■ ASSIGNED TASK: Every entry is to be set down a second time, precisely as written.

■ RECORDS TO USE:
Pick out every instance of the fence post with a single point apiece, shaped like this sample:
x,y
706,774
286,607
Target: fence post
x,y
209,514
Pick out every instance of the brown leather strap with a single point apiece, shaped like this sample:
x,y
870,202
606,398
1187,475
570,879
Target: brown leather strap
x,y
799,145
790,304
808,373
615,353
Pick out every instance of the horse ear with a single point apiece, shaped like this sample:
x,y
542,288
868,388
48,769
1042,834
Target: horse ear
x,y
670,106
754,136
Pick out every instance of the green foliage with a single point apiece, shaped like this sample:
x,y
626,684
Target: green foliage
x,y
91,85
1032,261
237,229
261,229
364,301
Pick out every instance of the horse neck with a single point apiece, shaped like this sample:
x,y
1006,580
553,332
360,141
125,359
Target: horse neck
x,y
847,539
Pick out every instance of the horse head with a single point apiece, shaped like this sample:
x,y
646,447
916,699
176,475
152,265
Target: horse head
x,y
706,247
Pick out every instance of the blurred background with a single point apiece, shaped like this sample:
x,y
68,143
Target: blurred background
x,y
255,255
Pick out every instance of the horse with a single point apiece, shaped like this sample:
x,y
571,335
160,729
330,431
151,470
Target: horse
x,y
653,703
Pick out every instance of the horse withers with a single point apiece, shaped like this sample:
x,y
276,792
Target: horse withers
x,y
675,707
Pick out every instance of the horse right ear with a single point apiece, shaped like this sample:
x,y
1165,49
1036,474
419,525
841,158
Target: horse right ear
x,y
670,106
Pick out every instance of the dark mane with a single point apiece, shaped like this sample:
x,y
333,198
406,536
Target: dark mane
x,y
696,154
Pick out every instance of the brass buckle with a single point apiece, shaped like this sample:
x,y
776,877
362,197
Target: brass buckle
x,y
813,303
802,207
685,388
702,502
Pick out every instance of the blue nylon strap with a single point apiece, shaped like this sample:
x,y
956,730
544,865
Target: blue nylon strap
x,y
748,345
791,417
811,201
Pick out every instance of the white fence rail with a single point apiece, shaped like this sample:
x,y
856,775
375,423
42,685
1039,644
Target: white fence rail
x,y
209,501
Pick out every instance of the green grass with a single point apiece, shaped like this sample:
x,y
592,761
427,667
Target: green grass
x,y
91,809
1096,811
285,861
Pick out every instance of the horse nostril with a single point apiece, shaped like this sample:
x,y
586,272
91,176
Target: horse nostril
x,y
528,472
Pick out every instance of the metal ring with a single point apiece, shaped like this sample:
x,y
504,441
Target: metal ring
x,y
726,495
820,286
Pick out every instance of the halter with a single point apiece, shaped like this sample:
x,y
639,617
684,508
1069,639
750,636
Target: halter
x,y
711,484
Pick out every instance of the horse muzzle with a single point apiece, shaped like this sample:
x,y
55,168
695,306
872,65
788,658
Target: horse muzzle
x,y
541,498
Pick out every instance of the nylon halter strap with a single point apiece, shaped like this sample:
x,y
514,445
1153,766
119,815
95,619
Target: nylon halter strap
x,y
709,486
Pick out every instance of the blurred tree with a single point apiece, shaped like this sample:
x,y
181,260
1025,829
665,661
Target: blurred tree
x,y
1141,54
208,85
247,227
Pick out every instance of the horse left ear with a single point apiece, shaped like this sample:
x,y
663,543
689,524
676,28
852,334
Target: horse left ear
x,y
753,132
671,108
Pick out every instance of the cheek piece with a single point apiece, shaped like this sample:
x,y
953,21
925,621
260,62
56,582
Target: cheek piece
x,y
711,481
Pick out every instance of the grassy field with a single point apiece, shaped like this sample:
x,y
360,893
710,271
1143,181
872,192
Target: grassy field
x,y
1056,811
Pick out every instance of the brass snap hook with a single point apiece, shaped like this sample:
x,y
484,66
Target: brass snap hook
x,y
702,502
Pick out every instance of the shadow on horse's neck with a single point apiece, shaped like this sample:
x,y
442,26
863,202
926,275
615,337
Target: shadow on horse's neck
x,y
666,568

■ ANSWER TO THIS PROBLEM:
Pick out every instance of the fence post with a single point apiece, shaped like this sample:
x,y
706,774
286,607
Target: fence post
x,y
209,514
Pick out every instance of the brown leather strap with a single point apiece, shaped like this sample:
x,y
870,202
606,398
1187,475
570,879
Target: brown leather strap
x,y
799,145
790,304
808,373
615,353
Pick out every instance of the horse ear with a single point apiece, shaped like this sample:
x,y
542,288
868,388
48,769
1042,834
Target: horse ear
x,y
670,106
754,136
Pick out every instance of the green foliage with a single point apiece, shaped like this sample:
x,y
626,684
Target: green foliage
x,y
91,85
1032,261
237,229
261,229
364,301
Pick out every instance of the horse neck with a single point apiece, shaped like this sample:
x,y
1006,580
553,332
360,141
125,359
Target: horse neck
x,y
847,539
Pick out every instance of the horse head with a single point apiece, shaped like this sample:
x,y
646,447
916,699
176,475
152,265
Target: horse head
x,y
706,247
Pick out every instance of the blurred background with a single point apiece, shaped like this sample:
x,y
68,143
Target: blurred background
x,y
255,255
Pick out every instance of the horse with a single point apiece, shaped like this sample:
x,y
571,335
160,729
330,431
151,470
Target: horse
x,y
653,703
Pick out every instance of the horse withers with a single point apiece, shaped like this sample:
x,y
276,792
Target: horse withers
x,y
675,707
Pick out every instance of the horse right ear with a single point apiece, shaped like this sample:
x,y
1165,49
1036,474
419,525
841,158
Target: horse right ear
x,y
670,106
Pick out every instance of the dark mane with a single point apiece, shaped like this sample:
x,y
333,198
406,536
Target: dark mane
x,y
696,154
Pick out every instance of the brass buckle with a single point apiece, shaped like this sample:
x,y
776,877
362,197
Target: brass buckle
x,y
813,303
802,207
685,388
702,502
Pick out every instance of the blue nylon strap with a single point apiece, shaped like this sample:
x,y
956,730
544,865
Target: blue nylon strap
x,y
748,345
791,417
811,201
Pick out every instance of the white fence rail with a single point apiece, shaped like this sample:
x,y
856,775
375,423
42,685
1039,644
Target: white fence rail
x,y
209,501
Pick out every instance of the green grass with a single point apiece, shaped like this sample:
x,y
592,761
427,667
Target: green grass
x,y
91,809
1096,811
285,861
Pick out every instance of the horse nostril with a single point apiece, shaped like this sample:
x,y
586,272
91,176
Target: horse nostril
x,y
528,472
Pick out every instance of the metal ring with a single point apiece, shaped like this sample:
x,y
504,441
Target: metal ring
x,y
726,495
820,286
Pick out every instance of the halter with a single point apiece, shaped like this sample:
x,y
639,617
684,508
1069,639
750,636
Target: halter
x,y
711,484
Pick out every instance of the horse muzzle with a single point apiece, shaped like this sample:
x,y
55,168
695,306
872,65
788,658
Target: horse muzzle
x,y
541,498
Pick out every instance of the nylon halter strap with a single point apiece, shaped like this sample:
x,y
514,445
1153,766
119,815
95,619
Target: nylon halter strap
x,y
709,486
Pick out every instance of the blurred tree with a single point apiece, shaped like this sample:
x,y
181,260
1025,829
665,661
Target: blurred tree
x,y
1141,54
208,85
247,227
Pick out every instance of the horse left ear with a single point apiece, shaped like this sample:
x,y
663,543
689,524
676,28
852,334
Target: horse left ear
x,y
753,132
671,108
Pick out every instance of the cheek piece with a single point apiece, shaped like this sample:
x,y
953,21
925,621
260,62
56,582
Target: cheek piece
x,y
711,481
Pick out every instance of the grassy field with a single point apiece, shaped like this sample:
x,y
360,893
710,271
1143,181
872,192
Target: grassy field
x,y
1056,811
Pick out every instance of the brass snap hook with a single point apiece, shaped like this sample:
x,y
484,66
Target: brass snap hook
x,y
702,502
Pick out every instance of the shadow on horse's neck with a single point apiece, shaped like this sample:
x,y
442,26
863,202
926,275
615,337
Target: shadow on horse's neck
x,y
666,568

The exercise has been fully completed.